Natural-language object grounding data:
────────────────────

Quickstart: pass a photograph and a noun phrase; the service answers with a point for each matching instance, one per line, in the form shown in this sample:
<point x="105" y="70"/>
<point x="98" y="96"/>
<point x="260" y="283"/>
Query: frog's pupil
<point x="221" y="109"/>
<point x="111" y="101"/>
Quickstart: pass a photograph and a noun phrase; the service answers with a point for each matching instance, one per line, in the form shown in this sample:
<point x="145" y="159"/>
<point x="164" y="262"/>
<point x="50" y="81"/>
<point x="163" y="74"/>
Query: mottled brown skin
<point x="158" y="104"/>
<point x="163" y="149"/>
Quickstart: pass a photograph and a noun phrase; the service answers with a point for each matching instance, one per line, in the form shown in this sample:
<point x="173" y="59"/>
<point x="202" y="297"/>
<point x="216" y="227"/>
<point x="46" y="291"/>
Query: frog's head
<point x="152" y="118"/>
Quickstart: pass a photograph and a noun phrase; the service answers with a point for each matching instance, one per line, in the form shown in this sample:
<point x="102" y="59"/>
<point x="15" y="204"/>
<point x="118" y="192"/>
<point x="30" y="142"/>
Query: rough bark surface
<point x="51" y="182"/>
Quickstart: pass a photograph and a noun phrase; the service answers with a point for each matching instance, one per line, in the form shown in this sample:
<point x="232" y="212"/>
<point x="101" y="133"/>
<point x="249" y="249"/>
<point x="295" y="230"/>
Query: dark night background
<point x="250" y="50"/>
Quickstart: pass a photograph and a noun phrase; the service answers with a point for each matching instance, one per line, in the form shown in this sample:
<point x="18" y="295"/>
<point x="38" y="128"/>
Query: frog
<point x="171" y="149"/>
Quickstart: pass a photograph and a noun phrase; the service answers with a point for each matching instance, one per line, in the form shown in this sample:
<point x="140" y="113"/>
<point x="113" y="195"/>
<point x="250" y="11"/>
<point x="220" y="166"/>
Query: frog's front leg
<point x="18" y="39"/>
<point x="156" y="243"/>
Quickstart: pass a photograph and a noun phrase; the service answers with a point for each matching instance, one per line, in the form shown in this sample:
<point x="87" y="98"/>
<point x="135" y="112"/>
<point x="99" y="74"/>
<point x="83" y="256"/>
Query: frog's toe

────────────────────

Each of the lines above should be printed again precisely as it reads.

Quickstart: pass a photograph and a noun phrase; the service answers with a point for each matching instance, one per line, in the form shown in this sample:
<point x="105" y="70"/>
<point x="98" y="96"/>
<point x="260" y="283"/>
Query: frog's pupil
<point x="221" y="109"/>
<point x="111" y="101"/>
Quickstart: pass a photograph and a noun phrase; the service answers with a point for each matching instance, one per line, in the form shown in this sample:
<point x="145" y="159"/>
<point x="164" y="262"/>
<point x="50" y="81"/>
<point x="163" y="74"/>
Query: mottled brown skin
<point x="158" y="104"/>
<point x="163" y="149"/>
Quickstart: pass a photograph and a noun phrase; the service answers with a point for each matching instance, one per line, in the form shown in this sample:
<point x="173" y="59"/>
<point x="202" y="297"/>
<point x="216" y="227"/>
<point x="46" y="291"/>
Query: frog's head
<point x="152" y="118"/>
Quickstart: pass a photograph and a noun phrase; the service answers with a point for each matching instance, one per line, in the form shown in this sample:
<point x="102" y="59"/>
<point x="15" y="204"/>
<point x="118" y="192"/>
<point x="30" y="142"/>
Query: rough bark surface
<point x="51" y="182"/>
Quickstart: pass a photograph and a noun phrase; the service answers with a point for each matching instance, one per line, in the form shown in this sample:
<point x="232" y="212"/>
<point x="101" y="133"/>
<point x="249" y="249"/>
<point x="295" y="230"/>
Query: dark night background
<point x="250" y="50"/>
Quickstart: pass a photograph and a noun phrase; the service answers with a point for each matching instance, one per line, in the form shown in this sample:
<point x="18" y="295"/>
<point x="38" y="128"/>
Query: frog
<point x="171" y="149"/>
Quickstart: pass a photograph and a noun phrase; the service answers with a point for each matching instance, one per line, in the form shown in this sample:
<point x="140" y="113"/>
<point x="113" y="195"/>
<point x="250" y="11"/>
<point x="220" y="166"/>
Query: frog's front leg
<point x="18" y="39"/>
<point x="156" y="243"/>
Quickstart: pass a photograph and a noun phrase; the service answers with a point for each matching instance, one per line, in the form shown in this sample:
<point x="87" y="98"/>
<point x="135" y="112"/>
<point x="99" y="74"/>
<point x="83" y="256"/>
Query: frog's toe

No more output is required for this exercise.